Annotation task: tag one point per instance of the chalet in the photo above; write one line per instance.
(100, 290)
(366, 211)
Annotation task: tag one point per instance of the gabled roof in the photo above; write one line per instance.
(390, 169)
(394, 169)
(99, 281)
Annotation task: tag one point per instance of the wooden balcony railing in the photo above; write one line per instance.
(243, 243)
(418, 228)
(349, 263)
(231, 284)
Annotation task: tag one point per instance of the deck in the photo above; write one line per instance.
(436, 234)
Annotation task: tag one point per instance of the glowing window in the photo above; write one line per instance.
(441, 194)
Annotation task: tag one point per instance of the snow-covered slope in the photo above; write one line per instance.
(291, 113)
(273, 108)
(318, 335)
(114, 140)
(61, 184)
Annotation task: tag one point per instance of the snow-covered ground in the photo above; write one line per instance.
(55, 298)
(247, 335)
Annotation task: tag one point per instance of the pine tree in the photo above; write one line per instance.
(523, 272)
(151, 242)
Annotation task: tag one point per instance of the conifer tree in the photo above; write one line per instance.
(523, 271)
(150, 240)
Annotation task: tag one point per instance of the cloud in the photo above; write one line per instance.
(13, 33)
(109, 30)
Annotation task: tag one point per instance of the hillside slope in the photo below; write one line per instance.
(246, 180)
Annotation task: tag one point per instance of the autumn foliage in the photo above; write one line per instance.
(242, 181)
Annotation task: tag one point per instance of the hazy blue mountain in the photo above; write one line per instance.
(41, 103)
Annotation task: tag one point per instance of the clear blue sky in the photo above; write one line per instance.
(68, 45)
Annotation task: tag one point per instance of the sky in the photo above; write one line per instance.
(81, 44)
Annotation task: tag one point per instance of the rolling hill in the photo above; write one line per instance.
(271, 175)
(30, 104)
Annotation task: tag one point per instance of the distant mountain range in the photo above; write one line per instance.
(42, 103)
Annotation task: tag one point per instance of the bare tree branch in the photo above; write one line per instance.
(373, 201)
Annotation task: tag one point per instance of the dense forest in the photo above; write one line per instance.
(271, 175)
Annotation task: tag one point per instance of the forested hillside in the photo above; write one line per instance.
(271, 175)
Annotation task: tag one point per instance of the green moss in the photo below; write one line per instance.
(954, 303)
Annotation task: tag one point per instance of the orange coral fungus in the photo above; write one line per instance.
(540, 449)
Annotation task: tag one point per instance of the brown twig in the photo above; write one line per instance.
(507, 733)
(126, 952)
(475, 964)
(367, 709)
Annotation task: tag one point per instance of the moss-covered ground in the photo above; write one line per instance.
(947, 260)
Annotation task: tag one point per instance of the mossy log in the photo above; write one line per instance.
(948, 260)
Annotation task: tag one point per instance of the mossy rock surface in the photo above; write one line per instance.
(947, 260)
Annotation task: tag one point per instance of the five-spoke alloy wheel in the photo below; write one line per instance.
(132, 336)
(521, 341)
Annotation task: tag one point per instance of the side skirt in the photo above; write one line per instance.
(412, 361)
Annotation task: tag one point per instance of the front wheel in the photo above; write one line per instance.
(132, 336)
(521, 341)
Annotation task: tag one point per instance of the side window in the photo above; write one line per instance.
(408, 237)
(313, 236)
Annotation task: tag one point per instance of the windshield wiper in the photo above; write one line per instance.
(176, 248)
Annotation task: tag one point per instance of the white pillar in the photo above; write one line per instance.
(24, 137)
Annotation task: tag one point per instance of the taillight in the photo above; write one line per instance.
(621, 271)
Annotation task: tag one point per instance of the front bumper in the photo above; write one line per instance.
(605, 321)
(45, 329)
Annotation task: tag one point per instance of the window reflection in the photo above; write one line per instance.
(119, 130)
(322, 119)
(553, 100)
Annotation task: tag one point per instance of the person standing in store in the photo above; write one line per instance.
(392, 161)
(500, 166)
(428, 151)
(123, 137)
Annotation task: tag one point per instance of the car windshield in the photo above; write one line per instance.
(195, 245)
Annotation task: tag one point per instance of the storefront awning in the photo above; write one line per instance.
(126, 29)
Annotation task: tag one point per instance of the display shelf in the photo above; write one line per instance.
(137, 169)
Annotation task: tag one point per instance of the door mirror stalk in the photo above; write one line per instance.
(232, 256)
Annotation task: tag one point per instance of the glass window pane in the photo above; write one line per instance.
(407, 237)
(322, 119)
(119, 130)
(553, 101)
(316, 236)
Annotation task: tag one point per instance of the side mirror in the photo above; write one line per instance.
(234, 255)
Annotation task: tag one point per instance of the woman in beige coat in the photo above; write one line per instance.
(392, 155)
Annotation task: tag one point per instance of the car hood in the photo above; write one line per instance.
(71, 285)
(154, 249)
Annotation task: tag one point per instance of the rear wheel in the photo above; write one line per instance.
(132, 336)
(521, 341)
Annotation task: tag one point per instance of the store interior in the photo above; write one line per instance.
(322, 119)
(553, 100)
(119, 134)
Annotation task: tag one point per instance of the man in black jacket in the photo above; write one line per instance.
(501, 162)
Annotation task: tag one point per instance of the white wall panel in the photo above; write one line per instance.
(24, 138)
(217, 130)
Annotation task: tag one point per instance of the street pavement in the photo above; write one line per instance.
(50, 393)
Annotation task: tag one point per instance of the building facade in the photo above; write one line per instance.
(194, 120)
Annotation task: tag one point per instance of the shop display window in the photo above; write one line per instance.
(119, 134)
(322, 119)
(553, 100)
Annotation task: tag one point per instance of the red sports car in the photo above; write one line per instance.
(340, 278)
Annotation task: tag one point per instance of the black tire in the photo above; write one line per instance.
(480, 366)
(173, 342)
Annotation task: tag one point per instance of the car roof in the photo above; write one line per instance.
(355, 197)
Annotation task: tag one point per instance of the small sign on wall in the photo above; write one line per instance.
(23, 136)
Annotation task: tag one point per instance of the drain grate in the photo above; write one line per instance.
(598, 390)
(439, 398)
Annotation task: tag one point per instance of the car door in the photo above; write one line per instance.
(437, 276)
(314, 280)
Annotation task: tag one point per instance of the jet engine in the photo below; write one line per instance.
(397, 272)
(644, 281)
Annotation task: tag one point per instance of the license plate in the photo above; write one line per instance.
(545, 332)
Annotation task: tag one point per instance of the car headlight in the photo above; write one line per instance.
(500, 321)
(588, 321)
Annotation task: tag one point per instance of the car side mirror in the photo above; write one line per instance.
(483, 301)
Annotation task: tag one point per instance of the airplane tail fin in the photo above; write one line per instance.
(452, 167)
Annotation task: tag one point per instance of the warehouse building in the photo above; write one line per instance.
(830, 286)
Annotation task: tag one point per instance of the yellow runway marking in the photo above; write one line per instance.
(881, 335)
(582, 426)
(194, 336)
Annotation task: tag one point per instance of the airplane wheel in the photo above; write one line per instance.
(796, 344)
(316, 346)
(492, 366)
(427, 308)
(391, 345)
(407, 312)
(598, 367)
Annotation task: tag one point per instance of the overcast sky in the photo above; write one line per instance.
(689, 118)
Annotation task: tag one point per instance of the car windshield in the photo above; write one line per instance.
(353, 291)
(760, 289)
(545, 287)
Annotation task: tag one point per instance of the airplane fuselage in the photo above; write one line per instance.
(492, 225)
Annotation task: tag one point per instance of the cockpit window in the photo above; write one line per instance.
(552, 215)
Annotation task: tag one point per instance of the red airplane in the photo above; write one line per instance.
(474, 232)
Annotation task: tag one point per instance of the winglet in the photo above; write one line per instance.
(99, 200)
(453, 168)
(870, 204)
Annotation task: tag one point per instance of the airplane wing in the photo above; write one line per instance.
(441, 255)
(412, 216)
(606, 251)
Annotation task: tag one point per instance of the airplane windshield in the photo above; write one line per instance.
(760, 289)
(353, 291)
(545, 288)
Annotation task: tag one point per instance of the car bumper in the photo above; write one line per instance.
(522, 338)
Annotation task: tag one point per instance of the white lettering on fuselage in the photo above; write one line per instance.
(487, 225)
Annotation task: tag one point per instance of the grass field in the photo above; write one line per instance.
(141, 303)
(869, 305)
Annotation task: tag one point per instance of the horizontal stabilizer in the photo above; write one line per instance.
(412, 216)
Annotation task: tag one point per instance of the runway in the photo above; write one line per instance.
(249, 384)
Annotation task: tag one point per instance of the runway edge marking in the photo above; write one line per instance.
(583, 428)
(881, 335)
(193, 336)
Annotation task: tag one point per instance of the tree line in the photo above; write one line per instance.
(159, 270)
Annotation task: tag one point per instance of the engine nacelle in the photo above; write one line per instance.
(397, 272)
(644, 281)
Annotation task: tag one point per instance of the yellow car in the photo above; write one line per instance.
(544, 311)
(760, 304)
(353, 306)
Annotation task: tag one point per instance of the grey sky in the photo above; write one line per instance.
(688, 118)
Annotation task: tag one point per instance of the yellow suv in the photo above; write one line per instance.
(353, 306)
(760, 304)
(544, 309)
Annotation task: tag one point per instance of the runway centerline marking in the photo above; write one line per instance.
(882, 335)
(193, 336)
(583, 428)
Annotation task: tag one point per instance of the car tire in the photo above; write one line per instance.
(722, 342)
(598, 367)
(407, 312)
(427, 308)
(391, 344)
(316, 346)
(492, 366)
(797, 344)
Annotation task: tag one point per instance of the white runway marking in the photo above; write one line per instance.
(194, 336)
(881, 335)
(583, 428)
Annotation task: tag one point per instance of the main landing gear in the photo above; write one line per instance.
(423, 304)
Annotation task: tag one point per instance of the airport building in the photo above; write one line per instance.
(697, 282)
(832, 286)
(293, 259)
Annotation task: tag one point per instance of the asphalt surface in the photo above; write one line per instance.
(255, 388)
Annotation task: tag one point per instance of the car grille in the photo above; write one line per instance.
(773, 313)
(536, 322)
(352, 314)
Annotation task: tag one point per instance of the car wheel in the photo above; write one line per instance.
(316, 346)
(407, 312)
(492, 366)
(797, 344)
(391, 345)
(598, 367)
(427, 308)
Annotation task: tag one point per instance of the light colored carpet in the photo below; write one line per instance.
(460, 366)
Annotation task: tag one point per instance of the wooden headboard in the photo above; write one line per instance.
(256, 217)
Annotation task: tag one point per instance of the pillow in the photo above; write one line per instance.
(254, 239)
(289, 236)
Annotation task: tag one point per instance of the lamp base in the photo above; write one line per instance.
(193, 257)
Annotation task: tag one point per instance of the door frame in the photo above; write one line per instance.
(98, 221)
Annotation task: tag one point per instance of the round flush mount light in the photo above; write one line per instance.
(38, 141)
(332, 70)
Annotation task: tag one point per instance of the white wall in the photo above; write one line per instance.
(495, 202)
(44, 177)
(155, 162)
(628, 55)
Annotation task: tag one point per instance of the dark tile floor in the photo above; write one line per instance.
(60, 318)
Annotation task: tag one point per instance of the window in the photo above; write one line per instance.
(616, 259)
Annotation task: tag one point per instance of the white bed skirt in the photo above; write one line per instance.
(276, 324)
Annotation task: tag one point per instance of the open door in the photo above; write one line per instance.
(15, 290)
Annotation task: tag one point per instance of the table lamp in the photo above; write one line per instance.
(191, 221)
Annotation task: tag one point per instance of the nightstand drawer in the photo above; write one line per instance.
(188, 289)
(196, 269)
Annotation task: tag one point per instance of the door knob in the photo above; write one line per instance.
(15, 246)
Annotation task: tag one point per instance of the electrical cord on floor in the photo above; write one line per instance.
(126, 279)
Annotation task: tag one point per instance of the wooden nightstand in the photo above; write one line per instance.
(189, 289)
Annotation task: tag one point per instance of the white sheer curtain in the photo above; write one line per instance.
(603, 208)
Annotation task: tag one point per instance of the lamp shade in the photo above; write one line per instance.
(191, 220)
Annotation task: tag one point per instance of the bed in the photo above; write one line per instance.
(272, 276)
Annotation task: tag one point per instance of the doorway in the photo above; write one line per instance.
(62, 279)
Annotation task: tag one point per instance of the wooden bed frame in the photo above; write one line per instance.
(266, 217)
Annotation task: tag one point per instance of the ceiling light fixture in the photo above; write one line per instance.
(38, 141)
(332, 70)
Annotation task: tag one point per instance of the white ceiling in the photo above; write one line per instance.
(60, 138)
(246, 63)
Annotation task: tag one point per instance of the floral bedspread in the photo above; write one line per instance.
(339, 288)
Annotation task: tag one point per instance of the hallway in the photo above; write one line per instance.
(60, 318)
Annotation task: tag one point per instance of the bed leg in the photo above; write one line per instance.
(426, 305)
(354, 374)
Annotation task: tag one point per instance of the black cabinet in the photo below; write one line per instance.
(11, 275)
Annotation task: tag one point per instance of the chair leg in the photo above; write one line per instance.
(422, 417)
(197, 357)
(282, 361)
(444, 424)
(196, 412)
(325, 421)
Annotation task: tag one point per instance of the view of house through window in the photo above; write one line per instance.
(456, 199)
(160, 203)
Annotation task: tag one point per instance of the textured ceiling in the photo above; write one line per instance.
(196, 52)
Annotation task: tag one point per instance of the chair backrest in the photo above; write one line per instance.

▸ **What this task involves**
Every line from the one holding "the wooden nightstand" through the final line of the listing must be echoed exactly; leave out all other lines.

▸ **Task response**
Annotation task: tag one point per instance of the wooden nightstand in the photo above; write one line per instance.
(189, 289)
Annotation task: tag one point per instance of the white sheer curtain in the photo above; write one line per instance.
(603, 208)
Annotation task: tag one point per instance of the lamp shade in the photo above; write one line per instance.
(191, 220)
Annotation task: tag one point per instance of the bed in the photo above; write one line per instance.
(272, 276)
Annotation task: tag one point per instance of the doorway in the photo above; write one line per instance.
(62, 279)
Annotation task: tag one point per instance of the wooden bed frame in the photo above; write one line per instance.
(266, 217)
Annotation task: tag one point per instance of the ceiling light fixture in the photo above; write one line per instance.
(38, 141)
(332, 70)
Annotation task: tag one point per instance of the white ceiling in the photo above; write one line per instance.
(60, 138)
(246, 63)
Annotation task: tag one point per instance of the floral bedspread in the photo above; write one line per instance.
(339, 288)
Annotation task: tag one point per instance of the hallway in the photo above; write one line per instance.
(60, 318)
Annotation task: tag one point per instance of the bed leg in the photo above; write one line per instance.
(426, 305)
(354, 374)
Annotation task: tag one point per instance of the black cabinet in the photo below; write one line per instance.
(11, 275)
Annotation task: tag one point per instance of the chair leg in the photo above; write one line per instance.
(422, 417)
(197, 357)
(282, 361)
(444, 424)
(196, 412)
(325, 421)
Annotation task: tag one point per instance of the view of house through window in the photo above; write one line per instance.
(456, 199)
(160, 203)
Annotation task: tag one point per instance of the textured ceiling in the photo above; write one line per instance.
(196, 52)
Annotation task: tag one point per instance of the chair backrest in the photo above; write one line per instance.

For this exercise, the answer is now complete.